Saved data entries
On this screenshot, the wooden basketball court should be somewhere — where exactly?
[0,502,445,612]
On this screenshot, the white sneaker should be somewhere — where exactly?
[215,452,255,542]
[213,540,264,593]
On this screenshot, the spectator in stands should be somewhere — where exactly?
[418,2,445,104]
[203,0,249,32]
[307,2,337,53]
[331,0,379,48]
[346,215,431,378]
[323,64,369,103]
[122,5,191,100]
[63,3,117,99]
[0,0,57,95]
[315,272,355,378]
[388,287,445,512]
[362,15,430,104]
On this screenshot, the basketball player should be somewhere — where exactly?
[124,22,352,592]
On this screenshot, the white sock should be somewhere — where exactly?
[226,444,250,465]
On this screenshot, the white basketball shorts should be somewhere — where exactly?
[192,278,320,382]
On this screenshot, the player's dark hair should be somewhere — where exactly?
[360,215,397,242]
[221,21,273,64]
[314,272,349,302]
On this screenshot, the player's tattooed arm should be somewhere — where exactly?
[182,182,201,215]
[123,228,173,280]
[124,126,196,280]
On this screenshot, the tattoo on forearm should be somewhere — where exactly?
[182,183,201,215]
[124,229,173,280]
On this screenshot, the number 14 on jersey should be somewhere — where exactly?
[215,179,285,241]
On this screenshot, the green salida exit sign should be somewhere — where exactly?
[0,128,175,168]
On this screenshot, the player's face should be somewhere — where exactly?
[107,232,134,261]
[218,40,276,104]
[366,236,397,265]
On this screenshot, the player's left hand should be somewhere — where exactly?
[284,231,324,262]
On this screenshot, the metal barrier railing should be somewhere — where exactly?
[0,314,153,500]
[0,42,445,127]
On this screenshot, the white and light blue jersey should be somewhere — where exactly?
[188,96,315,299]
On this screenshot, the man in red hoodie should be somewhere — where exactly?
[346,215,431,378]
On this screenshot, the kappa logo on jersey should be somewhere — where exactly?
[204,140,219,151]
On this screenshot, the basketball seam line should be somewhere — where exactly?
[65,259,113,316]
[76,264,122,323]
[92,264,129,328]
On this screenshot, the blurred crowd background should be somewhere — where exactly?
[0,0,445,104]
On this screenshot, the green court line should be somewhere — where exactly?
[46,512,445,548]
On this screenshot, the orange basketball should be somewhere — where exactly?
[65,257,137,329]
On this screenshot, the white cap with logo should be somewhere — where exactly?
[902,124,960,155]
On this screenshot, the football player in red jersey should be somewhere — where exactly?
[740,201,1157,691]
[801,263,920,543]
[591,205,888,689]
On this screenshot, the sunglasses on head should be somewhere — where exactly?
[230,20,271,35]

◆ Task instructions ◆
Please repeat the entries from the line with "On this screenshot, the green court" up to and including the line with "[902,124,960,155]", substituting "white hat" for "white cap" and changing nothing else.

◆ Written response ◆
On this screenshot, the green court line should be somewhere — where exactly?
[46,512,445,548]
On this screenshot, the orange basketball should be somewhere — where exactly?
[65,257,137,329]
On this screenshot, the white hat with logo should be somewhere — where exactly?
[902,124,960,155]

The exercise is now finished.